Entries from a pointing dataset
··········

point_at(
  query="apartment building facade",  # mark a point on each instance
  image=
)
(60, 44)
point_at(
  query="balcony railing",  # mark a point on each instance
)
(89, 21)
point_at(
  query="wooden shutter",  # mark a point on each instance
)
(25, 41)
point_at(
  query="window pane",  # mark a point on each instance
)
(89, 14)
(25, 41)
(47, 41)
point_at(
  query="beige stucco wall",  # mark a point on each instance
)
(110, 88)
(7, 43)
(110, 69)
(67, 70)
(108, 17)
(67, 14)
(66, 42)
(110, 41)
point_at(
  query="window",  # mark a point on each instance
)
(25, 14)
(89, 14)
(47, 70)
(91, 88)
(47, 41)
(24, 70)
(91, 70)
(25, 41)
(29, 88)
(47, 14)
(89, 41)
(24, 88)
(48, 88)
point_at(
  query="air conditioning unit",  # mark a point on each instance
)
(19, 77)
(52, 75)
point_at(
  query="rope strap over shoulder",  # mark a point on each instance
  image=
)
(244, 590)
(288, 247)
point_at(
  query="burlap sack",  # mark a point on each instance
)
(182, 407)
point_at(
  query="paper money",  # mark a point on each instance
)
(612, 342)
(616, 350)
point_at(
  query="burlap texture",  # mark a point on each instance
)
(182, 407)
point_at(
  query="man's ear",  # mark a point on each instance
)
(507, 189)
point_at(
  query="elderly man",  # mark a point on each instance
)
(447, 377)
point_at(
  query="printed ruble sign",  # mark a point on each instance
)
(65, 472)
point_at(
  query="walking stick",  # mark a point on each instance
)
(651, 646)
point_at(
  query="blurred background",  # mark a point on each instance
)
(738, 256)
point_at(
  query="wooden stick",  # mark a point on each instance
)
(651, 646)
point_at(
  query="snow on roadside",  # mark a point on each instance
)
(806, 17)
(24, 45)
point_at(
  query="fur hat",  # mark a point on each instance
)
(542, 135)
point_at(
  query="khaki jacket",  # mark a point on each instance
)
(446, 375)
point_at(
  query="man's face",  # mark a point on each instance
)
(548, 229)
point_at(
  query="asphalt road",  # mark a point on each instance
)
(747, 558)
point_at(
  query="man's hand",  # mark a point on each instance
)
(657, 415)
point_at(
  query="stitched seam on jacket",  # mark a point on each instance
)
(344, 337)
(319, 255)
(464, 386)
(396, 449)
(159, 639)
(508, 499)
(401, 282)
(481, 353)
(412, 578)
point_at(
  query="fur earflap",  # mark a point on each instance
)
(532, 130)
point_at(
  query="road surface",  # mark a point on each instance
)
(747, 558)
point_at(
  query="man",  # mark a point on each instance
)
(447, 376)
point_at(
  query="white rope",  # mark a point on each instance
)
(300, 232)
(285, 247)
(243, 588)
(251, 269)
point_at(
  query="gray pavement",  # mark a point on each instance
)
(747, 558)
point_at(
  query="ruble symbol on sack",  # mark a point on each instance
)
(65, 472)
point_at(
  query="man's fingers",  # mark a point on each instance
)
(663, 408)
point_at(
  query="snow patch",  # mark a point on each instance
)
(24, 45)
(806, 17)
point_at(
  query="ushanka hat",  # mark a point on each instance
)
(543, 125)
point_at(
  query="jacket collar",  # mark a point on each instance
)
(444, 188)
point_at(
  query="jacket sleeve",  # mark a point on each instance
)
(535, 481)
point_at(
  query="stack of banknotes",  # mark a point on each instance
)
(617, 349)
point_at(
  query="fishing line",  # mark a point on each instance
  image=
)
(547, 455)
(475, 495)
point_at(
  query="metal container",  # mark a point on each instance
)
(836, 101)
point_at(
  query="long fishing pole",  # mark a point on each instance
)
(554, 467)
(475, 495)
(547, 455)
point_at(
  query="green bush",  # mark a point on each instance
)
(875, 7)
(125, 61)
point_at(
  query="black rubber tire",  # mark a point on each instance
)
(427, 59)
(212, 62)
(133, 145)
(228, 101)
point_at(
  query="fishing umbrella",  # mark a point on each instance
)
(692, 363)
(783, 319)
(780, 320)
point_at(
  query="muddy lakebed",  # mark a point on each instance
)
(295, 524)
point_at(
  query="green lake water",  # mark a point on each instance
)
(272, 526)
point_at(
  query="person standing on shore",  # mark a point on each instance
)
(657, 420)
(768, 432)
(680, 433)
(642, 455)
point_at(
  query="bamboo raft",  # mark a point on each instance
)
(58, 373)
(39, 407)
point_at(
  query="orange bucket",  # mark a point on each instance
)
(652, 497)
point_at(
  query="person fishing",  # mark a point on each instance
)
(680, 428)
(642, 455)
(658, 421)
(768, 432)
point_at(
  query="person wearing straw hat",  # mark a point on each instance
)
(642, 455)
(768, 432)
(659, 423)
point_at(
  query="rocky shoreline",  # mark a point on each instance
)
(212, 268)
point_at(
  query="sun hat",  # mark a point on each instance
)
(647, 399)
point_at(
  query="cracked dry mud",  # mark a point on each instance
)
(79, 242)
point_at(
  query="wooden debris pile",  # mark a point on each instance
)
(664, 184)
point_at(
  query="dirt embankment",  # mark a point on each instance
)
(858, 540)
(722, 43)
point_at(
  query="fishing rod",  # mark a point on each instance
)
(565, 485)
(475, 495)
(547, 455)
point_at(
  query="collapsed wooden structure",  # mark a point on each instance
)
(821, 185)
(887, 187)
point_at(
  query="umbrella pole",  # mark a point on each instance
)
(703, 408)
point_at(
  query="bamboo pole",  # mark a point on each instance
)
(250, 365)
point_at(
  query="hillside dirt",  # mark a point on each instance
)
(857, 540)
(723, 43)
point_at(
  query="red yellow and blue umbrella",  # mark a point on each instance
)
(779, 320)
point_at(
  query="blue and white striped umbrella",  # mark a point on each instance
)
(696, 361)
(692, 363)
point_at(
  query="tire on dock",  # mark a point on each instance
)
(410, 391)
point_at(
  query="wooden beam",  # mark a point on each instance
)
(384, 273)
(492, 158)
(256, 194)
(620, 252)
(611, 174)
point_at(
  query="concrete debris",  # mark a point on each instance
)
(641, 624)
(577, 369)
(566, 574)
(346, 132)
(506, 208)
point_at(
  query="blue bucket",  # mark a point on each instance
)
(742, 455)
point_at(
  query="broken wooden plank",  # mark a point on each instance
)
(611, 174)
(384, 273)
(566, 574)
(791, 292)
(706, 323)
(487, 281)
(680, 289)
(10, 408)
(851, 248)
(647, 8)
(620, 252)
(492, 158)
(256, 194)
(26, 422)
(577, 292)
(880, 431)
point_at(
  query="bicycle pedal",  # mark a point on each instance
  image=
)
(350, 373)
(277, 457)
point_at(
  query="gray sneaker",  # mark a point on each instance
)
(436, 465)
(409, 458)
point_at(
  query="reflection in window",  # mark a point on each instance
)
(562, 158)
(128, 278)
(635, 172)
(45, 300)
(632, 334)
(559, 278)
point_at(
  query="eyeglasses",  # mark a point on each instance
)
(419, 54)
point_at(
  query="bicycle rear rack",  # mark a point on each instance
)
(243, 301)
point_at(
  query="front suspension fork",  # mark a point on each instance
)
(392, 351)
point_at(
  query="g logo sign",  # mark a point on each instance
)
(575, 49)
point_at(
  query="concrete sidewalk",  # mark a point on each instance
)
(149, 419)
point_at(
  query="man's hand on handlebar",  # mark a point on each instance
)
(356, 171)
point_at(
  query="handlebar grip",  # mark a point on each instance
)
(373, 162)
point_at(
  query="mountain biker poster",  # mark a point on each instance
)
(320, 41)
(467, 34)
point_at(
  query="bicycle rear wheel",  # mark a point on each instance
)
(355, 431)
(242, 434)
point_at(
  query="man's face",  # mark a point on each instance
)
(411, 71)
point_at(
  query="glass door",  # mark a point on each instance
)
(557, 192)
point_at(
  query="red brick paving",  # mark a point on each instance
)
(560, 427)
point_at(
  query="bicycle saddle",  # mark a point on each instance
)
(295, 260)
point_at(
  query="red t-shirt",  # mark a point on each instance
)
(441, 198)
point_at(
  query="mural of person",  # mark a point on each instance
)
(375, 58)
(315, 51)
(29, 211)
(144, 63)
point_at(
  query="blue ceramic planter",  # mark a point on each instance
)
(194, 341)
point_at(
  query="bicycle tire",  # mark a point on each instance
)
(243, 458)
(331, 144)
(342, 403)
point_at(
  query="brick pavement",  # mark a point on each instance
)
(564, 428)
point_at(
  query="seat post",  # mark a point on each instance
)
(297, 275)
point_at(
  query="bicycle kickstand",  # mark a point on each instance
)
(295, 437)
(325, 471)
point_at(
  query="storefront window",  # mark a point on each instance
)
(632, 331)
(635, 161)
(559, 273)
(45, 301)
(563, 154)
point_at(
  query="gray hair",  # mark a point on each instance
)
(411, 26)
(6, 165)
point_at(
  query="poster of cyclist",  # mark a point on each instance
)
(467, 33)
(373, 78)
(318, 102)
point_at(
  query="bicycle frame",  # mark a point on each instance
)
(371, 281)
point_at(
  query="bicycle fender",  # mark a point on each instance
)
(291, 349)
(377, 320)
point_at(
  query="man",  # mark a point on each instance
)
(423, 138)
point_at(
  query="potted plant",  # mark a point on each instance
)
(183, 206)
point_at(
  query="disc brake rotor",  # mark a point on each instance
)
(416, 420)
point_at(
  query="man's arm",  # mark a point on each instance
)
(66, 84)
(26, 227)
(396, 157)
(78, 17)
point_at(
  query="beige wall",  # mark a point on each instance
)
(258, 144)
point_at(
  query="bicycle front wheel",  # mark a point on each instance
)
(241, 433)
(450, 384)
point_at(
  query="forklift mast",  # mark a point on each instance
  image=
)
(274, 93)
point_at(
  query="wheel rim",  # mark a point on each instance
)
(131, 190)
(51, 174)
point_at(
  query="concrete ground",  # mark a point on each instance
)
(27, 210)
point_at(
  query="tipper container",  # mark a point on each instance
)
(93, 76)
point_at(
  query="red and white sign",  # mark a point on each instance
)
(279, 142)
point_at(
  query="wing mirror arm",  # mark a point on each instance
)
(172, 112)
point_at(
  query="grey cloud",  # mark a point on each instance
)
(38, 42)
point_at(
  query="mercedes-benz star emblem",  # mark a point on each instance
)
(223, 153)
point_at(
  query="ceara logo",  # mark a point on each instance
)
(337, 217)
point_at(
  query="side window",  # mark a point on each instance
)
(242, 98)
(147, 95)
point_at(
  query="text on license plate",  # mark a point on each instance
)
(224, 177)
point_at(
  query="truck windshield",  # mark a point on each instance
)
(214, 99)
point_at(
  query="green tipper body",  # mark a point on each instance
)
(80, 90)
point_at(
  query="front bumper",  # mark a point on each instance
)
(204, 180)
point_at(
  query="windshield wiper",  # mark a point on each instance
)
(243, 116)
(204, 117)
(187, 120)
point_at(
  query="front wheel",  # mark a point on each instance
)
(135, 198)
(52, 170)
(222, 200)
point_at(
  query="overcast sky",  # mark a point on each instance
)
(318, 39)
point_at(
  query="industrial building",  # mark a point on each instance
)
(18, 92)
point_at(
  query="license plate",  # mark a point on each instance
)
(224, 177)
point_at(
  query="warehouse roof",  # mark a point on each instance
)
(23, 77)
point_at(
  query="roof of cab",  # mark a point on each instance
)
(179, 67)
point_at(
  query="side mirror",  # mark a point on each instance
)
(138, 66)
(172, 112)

··········

**Task requirements:** Please give only the number of lines in the material above that contain the string "plate".

**Solution for this task:** 2